▸ **CHALLENGES**
#1 Rewrite the tax case summary starting at "Issues Involved: 1." and ending at "(2) SCC 693.", putting "Income-tax Act" wherever "Income Tax Act" appears.
#2 Pick up the tax case summary after its last sentence and carry it on.

▸ **DOCUMENT**
Issues Involved: 1. Interpretation of Section 32(1)(iv) of the Income Tax Act, 1961. 2. Applicability of Section 32(1)(iv) to a Chartered Accountant's firm. 3. Relevance of the Supreme Court's judgment in Barendra Prasad Ray v. Income Tax Officer, 1981 (2) SCC 693.
Issue-wise Detailed Analysis:
1. Interpretation of Section 32(1)(iv) of the Income Tax Act, 1961: The core issue revolves around the interpretation of Section 32(1)(iv) of the Income Tax Act, 1961, which pertains to depreciation on buildings used for the residence of employees. The appellant, a firm of Chartered Accountants, claimed initial depreciation under this section for a building constructed for its low-paid employees. The Income Tax Officer (ITO) rejected this claim, asserting that the provision applies only to businesses, not professionals. The High Court upheld the Tribunal's decision that the appellant was not entitled to this deduction as the term "business" in Section 32(1)(iv) does not encompass "profession."
2. Applicability of Section 32(1)(iv) to a Chartered Accountant's firm: The appellant argued that since Section 32(1) refers to both "business" and "profession," the term "business" in Section 32(1)(iv) should be interpreted to include "profession." The appellant contended that the word "business" in the context of employees should cover both business and profession, advocating for a purposive interpretation of the section. However, the Revenue countered that Section 32(1)(iv) explicitly mentions "business," excluding professionals from its purview. The Supreme Court agreed with the Revenue, stating that the legislature intentionally distinguished between "business" and "profession" in Section 32(1). The Court emphasized that the specific mention of "business" in Section 32(1)(iv) indicates that the benefit was meant exclusively for those carrying on business, not profession.

▸ **GIVEN ENTRIES**
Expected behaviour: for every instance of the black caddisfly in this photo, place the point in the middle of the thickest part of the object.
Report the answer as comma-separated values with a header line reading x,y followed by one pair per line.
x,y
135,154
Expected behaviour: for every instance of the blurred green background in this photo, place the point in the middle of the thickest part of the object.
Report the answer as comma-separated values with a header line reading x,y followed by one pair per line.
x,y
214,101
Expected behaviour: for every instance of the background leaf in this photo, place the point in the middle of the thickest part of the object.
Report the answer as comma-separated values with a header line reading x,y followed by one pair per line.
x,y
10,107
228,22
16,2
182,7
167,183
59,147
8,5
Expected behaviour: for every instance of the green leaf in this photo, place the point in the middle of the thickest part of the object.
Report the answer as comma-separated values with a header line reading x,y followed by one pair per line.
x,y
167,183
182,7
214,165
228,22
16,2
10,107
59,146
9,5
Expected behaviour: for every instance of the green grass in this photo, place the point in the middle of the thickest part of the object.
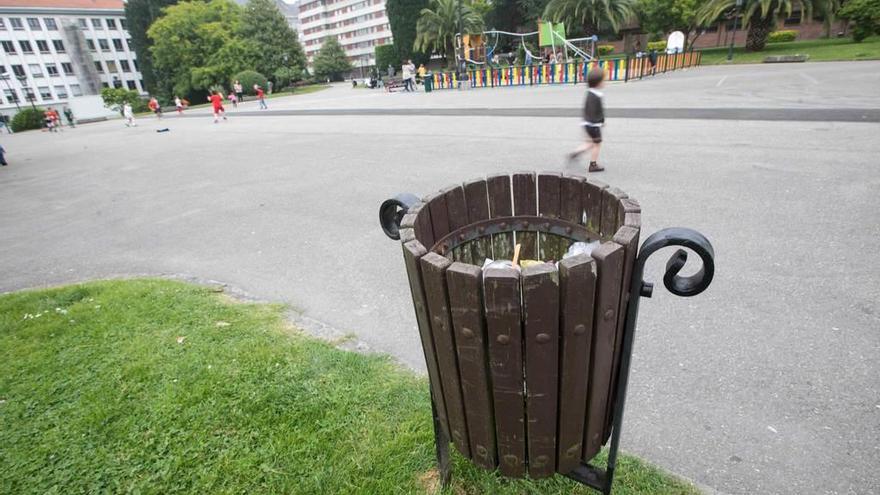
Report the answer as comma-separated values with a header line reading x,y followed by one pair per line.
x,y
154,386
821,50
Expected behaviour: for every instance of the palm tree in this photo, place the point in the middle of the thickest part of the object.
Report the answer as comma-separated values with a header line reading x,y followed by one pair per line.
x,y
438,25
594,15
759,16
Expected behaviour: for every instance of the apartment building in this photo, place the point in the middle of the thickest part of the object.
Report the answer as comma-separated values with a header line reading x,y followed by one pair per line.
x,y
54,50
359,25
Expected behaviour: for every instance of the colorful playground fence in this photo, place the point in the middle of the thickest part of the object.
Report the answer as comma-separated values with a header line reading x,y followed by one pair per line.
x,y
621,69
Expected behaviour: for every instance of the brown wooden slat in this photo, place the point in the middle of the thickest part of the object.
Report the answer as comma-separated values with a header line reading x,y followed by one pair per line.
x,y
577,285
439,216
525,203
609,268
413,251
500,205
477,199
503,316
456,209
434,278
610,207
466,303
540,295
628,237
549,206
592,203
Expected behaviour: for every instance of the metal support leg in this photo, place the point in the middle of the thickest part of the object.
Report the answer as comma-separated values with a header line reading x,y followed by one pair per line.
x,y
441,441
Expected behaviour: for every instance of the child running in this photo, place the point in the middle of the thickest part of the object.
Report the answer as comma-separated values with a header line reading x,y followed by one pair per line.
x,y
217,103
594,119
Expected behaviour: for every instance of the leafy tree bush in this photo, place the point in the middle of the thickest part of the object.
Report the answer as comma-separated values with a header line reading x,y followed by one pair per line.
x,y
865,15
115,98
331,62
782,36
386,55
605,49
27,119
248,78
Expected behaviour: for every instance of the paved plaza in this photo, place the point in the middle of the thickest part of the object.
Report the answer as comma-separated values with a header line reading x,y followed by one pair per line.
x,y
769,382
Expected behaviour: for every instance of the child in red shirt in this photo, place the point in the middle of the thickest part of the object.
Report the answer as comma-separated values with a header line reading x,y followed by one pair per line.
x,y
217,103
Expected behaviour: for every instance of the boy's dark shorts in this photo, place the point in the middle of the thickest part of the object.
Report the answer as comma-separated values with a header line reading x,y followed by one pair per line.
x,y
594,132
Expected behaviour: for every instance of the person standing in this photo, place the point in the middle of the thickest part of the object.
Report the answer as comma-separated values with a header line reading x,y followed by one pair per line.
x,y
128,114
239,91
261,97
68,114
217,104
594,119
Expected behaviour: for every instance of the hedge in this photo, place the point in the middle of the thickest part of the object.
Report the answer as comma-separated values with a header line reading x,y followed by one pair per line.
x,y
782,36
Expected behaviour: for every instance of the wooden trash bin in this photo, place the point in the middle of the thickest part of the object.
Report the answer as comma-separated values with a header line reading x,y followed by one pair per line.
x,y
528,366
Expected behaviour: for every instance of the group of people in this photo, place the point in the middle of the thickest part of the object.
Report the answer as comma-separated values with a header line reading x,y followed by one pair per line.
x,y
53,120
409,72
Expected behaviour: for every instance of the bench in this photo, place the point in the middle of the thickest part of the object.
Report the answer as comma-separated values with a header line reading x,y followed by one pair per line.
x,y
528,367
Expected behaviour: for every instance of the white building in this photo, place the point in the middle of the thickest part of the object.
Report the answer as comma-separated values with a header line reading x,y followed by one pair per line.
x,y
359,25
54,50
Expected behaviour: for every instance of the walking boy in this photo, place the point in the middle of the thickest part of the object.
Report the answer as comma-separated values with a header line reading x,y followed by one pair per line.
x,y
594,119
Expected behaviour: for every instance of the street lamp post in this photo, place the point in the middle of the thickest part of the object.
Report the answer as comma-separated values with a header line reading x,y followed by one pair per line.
==
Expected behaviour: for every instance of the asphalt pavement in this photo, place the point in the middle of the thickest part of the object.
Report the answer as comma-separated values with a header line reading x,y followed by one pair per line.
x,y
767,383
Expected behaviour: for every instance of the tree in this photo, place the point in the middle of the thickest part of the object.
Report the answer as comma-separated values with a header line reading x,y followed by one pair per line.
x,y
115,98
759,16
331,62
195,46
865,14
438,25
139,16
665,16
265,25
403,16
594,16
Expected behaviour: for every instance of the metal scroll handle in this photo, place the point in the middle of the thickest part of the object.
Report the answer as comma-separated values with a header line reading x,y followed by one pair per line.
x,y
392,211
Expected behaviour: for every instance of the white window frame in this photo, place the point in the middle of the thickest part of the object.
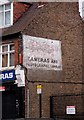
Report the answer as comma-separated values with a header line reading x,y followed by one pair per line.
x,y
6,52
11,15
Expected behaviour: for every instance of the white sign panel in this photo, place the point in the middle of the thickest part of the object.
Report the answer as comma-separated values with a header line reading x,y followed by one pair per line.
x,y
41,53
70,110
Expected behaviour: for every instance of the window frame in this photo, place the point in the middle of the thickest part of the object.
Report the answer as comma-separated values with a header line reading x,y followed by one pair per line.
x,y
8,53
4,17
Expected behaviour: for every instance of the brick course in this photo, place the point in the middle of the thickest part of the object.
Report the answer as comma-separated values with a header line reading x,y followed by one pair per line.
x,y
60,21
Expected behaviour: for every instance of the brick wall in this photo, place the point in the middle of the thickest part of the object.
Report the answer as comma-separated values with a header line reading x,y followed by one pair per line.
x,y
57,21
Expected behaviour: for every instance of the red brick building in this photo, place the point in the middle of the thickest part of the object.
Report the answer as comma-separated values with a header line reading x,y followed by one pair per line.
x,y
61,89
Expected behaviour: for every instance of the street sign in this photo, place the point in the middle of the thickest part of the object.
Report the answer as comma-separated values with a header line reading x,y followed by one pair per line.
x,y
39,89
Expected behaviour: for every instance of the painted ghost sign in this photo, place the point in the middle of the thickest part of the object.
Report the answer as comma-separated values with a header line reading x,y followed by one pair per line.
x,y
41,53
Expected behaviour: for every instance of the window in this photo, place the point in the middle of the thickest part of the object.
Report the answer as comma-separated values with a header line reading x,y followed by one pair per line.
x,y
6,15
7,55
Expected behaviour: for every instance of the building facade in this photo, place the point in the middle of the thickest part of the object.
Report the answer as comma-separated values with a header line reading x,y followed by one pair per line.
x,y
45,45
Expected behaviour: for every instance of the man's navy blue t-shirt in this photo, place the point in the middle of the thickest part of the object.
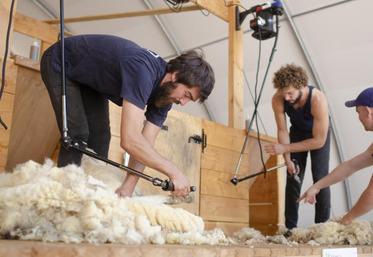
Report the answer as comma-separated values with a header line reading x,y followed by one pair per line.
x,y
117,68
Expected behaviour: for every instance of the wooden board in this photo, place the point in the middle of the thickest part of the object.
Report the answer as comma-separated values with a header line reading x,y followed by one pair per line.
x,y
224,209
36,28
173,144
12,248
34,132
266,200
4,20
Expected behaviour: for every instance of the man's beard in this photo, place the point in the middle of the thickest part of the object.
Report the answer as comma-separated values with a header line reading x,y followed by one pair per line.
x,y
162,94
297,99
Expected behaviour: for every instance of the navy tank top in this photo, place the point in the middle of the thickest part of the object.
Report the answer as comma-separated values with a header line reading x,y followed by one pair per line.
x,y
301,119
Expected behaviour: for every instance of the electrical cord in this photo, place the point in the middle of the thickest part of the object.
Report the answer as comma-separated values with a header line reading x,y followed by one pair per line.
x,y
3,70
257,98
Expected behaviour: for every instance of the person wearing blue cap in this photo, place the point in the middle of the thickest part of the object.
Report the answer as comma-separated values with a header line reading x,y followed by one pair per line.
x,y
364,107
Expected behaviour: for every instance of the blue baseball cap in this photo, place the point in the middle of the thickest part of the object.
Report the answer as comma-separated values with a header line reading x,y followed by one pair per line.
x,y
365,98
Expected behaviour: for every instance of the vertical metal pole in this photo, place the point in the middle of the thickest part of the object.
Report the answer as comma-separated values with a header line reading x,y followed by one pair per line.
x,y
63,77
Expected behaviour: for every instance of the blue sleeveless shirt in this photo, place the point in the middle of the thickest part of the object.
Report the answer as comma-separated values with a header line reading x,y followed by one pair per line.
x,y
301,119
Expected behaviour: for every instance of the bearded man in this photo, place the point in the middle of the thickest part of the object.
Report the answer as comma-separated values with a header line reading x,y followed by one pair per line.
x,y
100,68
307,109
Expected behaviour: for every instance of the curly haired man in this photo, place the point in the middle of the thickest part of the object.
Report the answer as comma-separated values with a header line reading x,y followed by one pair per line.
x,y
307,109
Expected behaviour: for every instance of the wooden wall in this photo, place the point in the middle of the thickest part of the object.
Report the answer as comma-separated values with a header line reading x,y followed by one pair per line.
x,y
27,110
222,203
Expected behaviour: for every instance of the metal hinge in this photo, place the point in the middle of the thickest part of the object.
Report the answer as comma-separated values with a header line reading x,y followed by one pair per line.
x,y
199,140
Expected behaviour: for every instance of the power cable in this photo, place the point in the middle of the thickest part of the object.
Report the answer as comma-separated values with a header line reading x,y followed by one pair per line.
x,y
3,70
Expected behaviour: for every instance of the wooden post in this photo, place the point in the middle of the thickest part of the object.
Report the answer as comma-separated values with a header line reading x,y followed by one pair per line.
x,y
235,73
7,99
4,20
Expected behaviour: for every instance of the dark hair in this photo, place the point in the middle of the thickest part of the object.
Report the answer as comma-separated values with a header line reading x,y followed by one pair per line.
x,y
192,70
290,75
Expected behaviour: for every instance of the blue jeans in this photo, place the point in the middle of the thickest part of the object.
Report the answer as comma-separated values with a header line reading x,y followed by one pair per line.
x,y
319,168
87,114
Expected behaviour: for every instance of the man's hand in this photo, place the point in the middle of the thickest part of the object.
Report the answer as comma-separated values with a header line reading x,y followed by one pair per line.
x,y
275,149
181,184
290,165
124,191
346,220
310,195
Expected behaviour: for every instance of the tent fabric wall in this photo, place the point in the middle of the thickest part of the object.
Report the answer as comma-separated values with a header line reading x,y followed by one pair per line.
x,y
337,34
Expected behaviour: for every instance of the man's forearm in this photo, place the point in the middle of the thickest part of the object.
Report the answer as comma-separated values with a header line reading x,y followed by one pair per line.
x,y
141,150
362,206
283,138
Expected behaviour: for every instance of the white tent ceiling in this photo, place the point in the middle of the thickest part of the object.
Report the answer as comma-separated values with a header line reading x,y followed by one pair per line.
--
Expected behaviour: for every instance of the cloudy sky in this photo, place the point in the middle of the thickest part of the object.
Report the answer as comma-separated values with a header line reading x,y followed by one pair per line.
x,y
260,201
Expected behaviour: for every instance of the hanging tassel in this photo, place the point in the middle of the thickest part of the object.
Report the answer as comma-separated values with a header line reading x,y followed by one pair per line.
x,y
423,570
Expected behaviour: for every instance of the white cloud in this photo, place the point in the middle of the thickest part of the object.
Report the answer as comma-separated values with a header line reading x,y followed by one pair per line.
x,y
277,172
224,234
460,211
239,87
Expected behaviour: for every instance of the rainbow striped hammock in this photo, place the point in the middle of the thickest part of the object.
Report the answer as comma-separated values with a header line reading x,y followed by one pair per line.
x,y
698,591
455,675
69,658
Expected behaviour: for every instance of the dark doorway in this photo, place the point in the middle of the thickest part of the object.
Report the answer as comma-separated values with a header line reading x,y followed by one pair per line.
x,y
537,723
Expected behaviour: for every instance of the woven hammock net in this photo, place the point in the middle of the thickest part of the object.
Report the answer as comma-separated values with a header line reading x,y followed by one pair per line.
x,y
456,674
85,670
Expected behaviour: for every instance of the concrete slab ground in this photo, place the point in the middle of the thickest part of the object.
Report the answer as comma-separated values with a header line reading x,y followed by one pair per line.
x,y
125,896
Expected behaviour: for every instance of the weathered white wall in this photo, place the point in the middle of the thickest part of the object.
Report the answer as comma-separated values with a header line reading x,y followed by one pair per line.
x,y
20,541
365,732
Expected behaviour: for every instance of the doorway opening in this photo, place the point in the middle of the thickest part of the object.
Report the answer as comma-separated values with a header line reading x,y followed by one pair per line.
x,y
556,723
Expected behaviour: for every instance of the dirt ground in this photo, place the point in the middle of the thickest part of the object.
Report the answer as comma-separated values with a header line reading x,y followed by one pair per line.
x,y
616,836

▸ **THE ANSWERS**
#1
Issues Involved: 1. Interpretation of Section 32(1)(iv) of the Income-tax Act, 1961. 2. Applicability of Section 32(1)(iv) to a Chartered Accountant's firm. 3. Relevance of the Supreme Court's judgment in Barendra Prasad Ray v. Income Tax Officer, 1981 (2) SCC 693.

#2
3. Relevance of the Supreme Court's judgment in Barendra Prasad Ray v. Income Tax Officer, 1981 (2) SCC 693: The appellant relied on the Supreme Court's judgment in Barendra Prasad Ray, where the term "business connection" in Section 9 of the Act was interpreted to include "professional connections." The appellant argued that this interpretation should apply to Section 32(1)(iv) as well. However, the Supreme Court distinguished the two cases, noting that Section 9(1) and Section 32(1)(iv) operate in different contexts and fields. The Court clarified that the interpretation of "business connection" in Section 9(1) cannot be applied to Section 32(1)(iv) to include "profession" within "business." The Court reiterated that the decision in Barendra Prasad Ray was based on the specific facts and circumstances of that case and should not be generalized.
Conclusion: The Supreme Court concluded that Section 32(1)(iv) of the Income Tax Act, 1961, does not extend to professionals, including Chartered Accountants. The term "business" in this section is not interchangeable with "profession." Therefore, the appellant, a Chartered Accountant's firm, is not entitled to the initial depreciation claimed under Section 32(1)(iv). The appeal was dismissed, with the Court affirming the decisions of the Tribunal and the High Court.